**EXTRACTED MATERIAL**
::::

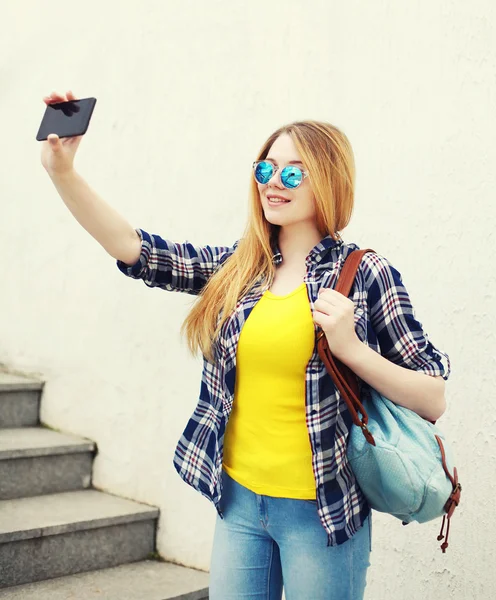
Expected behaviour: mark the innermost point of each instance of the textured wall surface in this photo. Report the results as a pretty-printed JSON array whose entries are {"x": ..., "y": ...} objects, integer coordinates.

::::

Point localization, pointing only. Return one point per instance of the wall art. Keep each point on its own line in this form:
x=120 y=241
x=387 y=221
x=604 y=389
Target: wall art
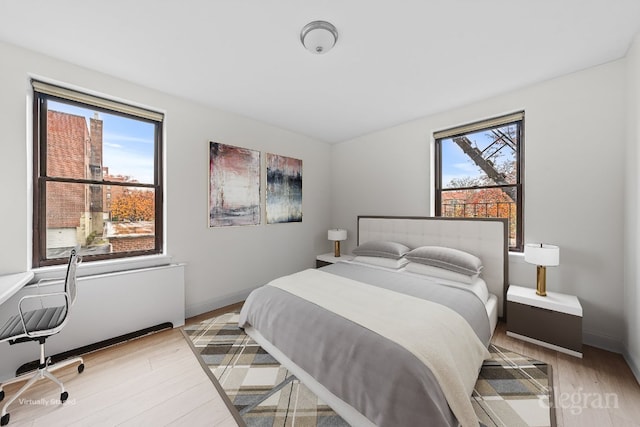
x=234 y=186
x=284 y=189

::::

**WORK REQUIRED**
Bring together all lines of the entries above in which the string "this" occurs.

**FINAL ANSWER**
Expected behaviour: mark the innermost point of each instance of the textured wall surface in this photo. Report the results as a pretty-printed JSON array whose entries are {"x": ..., "y": ...} objects, integer coordinates.
Point localization, pointing only. Return one point per instance of the wall art. Keep each point on its own line in this form:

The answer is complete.